--- BEGIN SOURCE EXCERPT ---

Ma has been spending time in the Bay Area. He rents a home there, and he has audited history courses at Berkeley, where his son is an undergraduate. The time in the U.S. has clearly rubbed off on him. “I want people to learn what democracy means,” he says. One way to do that: The company’s 25,000 employees elect 10 representatives who determine how Alibaba spends part of its philanthropy budget. “This is the first test in China of a real democracy,” Ma says.

The Chinese government isn’t terribly interested in testing democracy, of course. Beijing is showing an interest, however, in what Alibaba does. In the past, Ma thought the best way to keep the government happy was for Alibaba to do well and create jobs. But, he says, “when you have millions of [small companies] using your site and billions of dollars of transactions every day, the government cares.” In 2011, after the fraud and counterfeiting scandals, Ma met with government officials 40 to 50 times. “I try my best to talk with them and make sure they understand what we are doing,” he says.

Ma also wants the world to know that he takes antipiracy efforts seriously. Alibaba has hired James Mendenhall, a top lawyer in the George W. Bush administration, as its Washington lobbyist, and Taobao says it removed 63 million pirated products last year. In December, the U.S. Trade Representative acknowledged that Taobao is making “significant efforts” to expunge the fakes. Tmall specializes in authentic, name-brand goods.

The looming challenge for Ma and Alibaba is competition. China’s e-commerce market may grow 42 percent this year, to $173 billion, according to JPMorgan Chase (JPM). That growth has global retailers slavering. In February, Wal-Mart Stores (WMT) acquired Shanghai-based e-commerce site Yihaodian. A group of investors that includes Russia’s Digital Sky Technologies put $1.5 billion into retailer 360buy Jingdong Mall last year. And on May 24, Tencent, Alibaba’s chief competitor, announced plans to invest $1 billion in its e-commerce unit.

The rivals will be battling uphill, says Michael Clendenin, managing director of RedTech Advisors in Shanghai. Other retailers hold inventory and operate costly delivery networks; Taobao and Tmall let vendors take care of those low-margin tasks and instead earn money through storefront fees, ads, and infrastructure support. “He’s the ultimate winner,” Clendenin says. “In e-commerce, Jack Ma is the house—and the house always wins.”

The bottom line: Ma’s next challenge is staying dominant in the $173 billion Chinese e-commerce market—and not getting distracted.

--- END SOURCE EXCERPT ---
--- BEGIN DATASET RECORDS ---

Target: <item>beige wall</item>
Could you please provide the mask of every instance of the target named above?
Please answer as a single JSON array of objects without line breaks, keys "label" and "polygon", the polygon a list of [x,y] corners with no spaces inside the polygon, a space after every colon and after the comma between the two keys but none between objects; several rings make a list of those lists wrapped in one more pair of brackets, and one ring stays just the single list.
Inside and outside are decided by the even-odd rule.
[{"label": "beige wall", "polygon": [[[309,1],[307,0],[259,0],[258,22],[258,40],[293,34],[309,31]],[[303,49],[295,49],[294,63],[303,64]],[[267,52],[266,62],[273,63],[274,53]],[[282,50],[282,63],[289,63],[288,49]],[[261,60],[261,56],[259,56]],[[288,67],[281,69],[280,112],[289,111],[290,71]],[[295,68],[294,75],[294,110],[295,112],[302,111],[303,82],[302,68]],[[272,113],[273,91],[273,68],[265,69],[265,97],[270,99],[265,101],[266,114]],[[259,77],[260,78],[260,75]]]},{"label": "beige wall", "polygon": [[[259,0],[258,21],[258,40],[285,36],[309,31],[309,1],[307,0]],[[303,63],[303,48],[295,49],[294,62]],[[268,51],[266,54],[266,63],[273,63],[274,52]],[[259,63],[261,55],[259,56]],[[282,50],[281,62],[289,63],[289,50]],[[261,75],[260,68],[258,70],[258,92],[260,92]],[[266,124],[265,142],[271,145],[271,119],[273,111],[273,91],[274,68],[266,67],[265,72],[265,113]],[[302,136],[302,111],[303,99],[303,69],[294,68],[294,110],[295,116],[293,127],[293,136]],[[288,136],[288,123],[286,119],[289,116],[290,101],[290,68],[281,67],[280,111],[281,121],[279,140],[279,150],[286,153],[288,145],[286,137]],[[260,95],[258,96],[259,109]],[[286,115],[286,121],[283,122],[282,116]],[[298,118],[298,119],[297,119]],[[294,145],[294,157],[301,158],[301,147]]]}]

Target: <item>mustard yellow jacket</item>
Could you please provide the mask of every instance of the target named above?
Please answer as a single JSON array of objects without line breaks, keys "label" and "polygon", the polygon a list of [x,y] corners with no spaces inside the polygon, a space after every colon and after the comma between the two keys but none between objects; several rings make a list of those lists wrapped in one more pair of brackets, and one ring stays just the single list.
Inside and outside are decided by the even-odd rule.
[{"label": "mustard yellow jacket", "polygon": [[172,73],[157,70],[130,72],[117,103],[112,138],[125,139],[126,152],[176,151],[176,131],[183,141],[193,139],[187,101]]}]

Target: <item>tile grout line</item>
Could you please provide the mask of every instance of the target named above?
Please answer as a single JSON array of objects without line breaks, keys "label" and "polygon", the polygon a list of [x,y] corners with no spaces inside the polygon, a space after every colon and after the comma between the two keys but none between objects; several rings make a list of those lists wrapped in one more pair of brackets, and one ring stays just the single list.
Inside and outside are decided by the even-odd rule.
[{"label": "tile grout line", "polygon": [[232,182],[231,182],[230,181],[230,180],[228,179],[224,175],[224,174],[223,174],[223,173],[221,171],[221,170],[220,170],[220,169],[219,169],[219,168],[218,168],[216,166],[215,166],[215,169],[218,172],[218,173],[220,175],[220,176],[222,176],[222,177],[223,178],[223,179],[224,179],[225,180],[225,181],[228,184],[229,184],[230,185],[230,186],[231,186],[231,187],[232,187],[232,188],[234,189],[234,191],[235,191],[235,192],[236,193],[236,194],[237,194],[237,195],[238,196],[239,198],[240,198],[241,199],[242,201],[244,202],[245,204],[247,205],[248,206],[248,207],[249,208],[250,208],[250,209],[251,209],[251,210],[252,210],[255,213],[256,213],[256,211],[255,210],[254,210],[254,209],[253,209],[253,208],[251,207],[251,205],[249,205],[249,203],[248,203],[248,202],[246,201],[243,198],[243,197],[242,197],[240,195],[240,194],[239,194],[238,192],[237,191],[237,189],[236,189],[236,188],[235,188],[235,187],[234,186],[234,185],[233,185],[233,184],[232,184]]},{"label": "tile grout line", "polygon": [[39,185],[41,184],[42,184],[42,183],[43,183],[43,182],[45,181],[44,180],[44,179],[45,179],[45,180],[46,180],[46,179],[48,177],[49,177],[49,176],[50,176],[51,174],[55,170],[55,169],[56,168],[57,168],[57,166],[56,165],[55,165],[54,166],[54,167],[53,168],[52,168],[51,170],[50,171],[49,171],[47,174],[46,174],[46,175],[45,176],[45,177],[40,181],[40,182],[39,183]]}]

--- END DATASET RECORDS ---

**WHAT THIS TASK INVOLVES:**
Can you copy the passage about Alibaba, word for word, from "Ma also wants" up to and including "authentic, name-brand goods."? These lines have nothing to do with the passage about Alibaba.

**RESPONSE FOR THIS EXERCISE:**
Ma also wants the world to know that he takes antipiracy efforts seriously. Alibaba has hired James Mendenhall, a top lawyer in the George W. Bush administration, as its Washington lobbyist, and Taobao says it removed 63 million pirated products last year. In December, the U.S. Trade Representative acknowledged that Taobao is making “significant efforts” to expunge the fakes. Tmall specializes in authentic, name-brand goods.